▸ What you have to do: The response should consist of the data below, copied exactly, with no pictures in it.

(Natural language region descriptions)
[Start of section]

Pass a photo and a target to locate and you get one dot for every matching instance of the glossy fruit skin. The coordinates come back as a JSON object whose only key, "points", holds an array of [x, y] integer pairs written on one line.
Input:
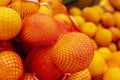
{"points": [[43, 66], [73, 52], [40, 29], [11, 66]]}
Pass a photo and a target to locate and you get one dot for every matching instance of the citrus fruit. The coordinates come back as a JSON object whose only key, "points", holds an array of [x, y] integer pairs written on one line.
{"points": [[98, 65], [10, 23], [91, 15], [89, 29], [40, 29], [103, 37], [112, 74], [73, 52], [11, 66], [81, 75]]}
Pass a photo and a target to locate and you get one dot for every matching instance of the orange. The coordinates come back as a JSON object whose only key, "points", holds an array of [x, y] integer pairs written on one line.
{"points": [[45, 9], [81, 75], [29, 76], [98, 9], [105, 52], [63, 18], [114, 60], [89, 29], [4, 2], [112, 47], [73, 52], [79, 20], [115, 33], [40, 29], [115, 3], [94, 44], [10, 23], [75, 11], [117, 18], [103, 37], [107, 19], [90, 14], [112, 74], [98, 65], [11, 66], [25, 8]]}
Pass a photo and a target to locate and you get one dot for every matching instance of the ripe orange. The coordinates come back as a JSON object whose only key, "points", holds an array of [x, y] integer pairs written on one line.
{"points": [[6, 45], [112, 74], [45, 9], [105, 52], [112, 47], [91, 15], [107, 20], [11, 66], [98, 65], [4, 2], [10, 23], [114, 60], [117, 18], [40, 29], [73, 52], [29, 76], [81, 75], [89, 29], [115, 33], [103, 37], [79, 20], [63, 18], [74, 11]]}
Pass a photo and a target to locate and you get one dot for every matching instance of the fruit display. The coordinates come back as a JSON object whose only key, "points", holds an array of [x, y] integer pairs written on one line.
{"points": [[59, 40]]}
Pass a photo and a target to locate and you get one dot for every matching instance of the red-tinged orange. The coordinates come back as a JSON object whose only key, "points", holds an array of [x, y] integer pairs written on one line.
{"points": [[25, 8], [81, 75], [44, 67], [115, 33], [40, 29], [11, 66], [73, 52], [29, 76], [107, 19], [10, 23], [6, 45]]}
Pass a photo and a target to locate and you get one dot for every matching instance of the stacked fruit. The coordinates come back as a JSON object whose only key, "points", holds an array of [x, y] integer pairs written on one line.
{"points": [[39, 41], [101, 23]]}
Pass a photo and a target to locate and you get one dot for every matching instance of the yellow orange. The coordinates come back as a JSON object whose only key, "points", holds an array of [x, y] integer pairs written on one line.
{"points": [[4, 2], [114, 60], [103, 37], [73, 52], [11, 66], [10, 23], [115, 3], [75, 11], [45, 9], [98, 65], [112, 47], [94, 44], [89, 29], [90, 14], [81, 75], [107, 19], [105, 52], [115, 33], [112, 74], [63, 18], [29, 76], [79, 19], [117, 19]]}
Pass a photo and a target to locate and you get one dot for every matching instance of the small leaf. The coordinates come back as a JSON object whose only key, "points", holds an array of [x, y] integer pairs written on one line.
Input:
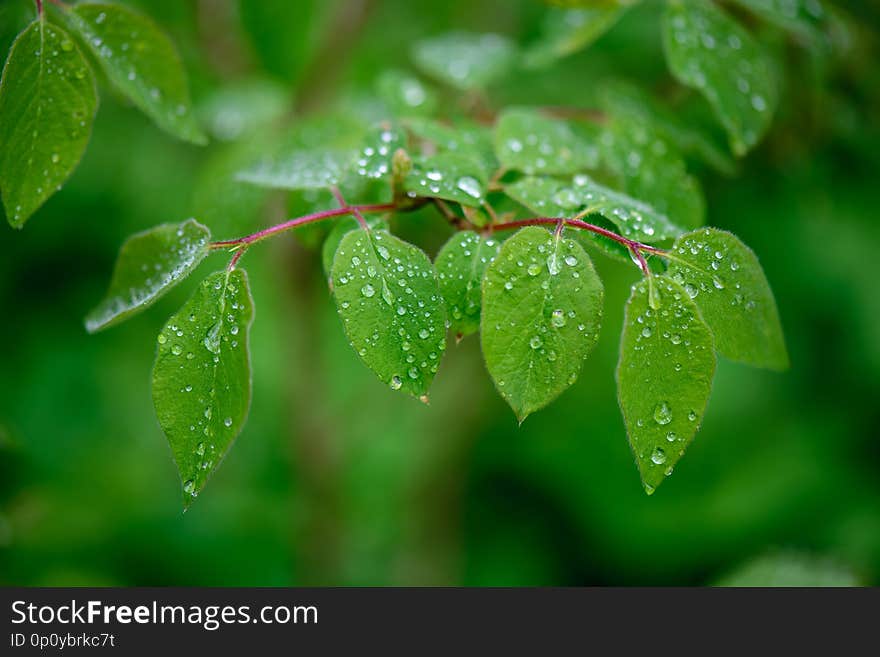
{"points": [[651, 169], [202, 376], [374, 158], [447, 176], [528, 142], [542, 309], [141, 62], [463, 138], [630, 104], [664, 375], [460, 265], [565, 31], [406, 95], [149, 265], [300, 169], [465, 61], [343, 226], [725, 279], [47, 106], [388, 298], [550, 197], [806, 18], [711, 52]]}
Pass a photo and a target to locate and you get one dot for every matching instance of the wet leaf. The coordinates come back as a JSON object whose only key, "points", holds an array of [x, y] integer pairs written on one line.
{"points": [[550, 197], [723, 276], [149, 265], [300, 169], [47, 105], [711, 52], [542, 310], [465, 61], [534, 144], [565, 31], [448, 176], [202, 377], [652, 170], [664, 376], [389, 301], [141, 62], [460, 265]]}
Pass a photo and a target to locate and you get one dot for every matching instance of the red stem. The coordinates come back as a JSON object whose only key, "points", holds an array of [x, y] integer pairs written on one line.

[End of section]

▸ Answer to this exercise:
Pass a photo and a target to locate and you get one dot for every matching instance of the glossy fruit skin. The coordinates come back as a JSON object whose only key, "points", holds an array of [x, y] integer pairs written on one line.
Input:
{"points": [[43, 66], [73, 52], [40, 29], [11, 66]]}
Pass a photo and a target to locate and you get one dot for every matching instance of the citrus fruit. The coordinates come back as a JSON object whose only key, "points", holds an array of [x, y] integer pairs written on one line.
{"points": [[98, 65], [10, 23], [91, 15], [89, 29], [40, 29], [103, 37], [112, 74], [73, 52], [11, 66], [81, 75]]}
Pass a photo and a target to locate and you get one dot for every matching instance of the orange. The coordinates come back as a JSON object whose only key, "points", holds an array of [x, y] integer pairs written on one line.
{"points": [[45, 9], [81, 75], [29, 76], [98, 9], [105, 52], [63, 18], [114, 60], [89, 29], [4, 2], [112, 47], [73, 52], [79, 20], [115, 33], [40, 29], [115, 3], [94, 44], [10, 23], [75, 11], [117, 18], [103, 37], [107, 19], [90, 14], [112, 74], [98, 65], [11, 66], [25, 8]]}
Pass a photo and a target to locate and you get one dot for every matching instance of the ripe orange. The coordinates come back as a JSON object whose only key, "points", holds an array of [x, y] integer pairs written on one line.
{"points": [[6, 45], [112, 74], [45, 9], [105, 52], [112, 47], [91, 15], [107, 20], [11, 66], [98, 65], [4, 2], [10, 23], [114, 60], [117, 18], [40, 29], [73, 52], [29, 76], [81, 75], [89, 29], [115, 33], [103, 37], [79, 20], [63, 18], [74, 11]]}
Pass a photo and a target to locate and you get one dot for every matching instance of the fruit display. The coordinates come back as a JSON object whose only key, "points", holds an array of [x, y] integer pairs written on one line.
{"points": [[59, 40]]}
Pass a photo and a target to locate and you get one dot for every matching instance of the red-tinged orange. The coordinates come back as a JSON object whose only key, "points", holds an array of [x, y] integer pairs written on one line.
{"points": [[25, 8], [81, 75], [44, 67], [115, 33], [40, 29], [11, 66], [73, 52], [29, 76], [107, 19], [10, 23], [6, 45]]}
Pass a photo and a target to locate and you get one dot for every matching instance of the stacked fruit. The coordinates come back as a JSON object whose only key, "points", holds an array of [x, y] integer pairs written on one line.
{"points": [[39, 41], [101, 23]]}
Pass a photo and a target to locate and you get one dot for every matching instance of the yellow orange. The coordinates come back as a JSON object whose only key, "points", holds an array of [x, y] integer pairs written on one line.
{"points": [[4, 2], [114, 60], [103, 37], [73, 52], [11, 66], [10, 23], [115, 3], [75, 11], [45, 9], [98, 65], [112, 47], [94, 44], [89, 29], [90, 14], [81, 75], [107, 19], [105, 52], [115, 33], [112, 74], [63, 18], [29, 76], [79, 19], [117, 19]]}
Pass a photo and a target to locate and you get one dot for every matching instance of the small leaf. The coordinates come back as a JSON object whose only key, "points", holds an array of [x, y] integer pairs written on one line.
Input:
{"points": [[651, 169], [202, 376], [374, 158], [447, 176], [528, 142], [542, 309], [141, 62], [463, 138], [630, 104], [664, 375], [460, 265], [565, 31], [406, 95], [149, 265], [300, 169], [465, 61], [343, 226], [725, 279], [47, 106], [388, 298], [550, 197], [806, 18], [711, 52]]}
Pass a photo and a target to locate and you get one dot for every matching instance of the wet leaf. The coordinates come back as a JSON object whose only key, "points", holds an array of [x, y] integer pairs written on one line.
{"points": [[550, 197], [723, 276], [149, 265], [300, 169], [47, 105], [711, 52], [542, 310], [465, 61], [534, 144], [565, 31], [448, 176], [202, 377], [652, 170], [664, 376], [389, 301], [141, 62], [460, 265]]}
Pass a photo and a target to locate and you get one dot for every matching instance of the red stem. The coordinates come back as a JSON object whose only key, "points", holds an array of [x, y] integer pairs written on one line.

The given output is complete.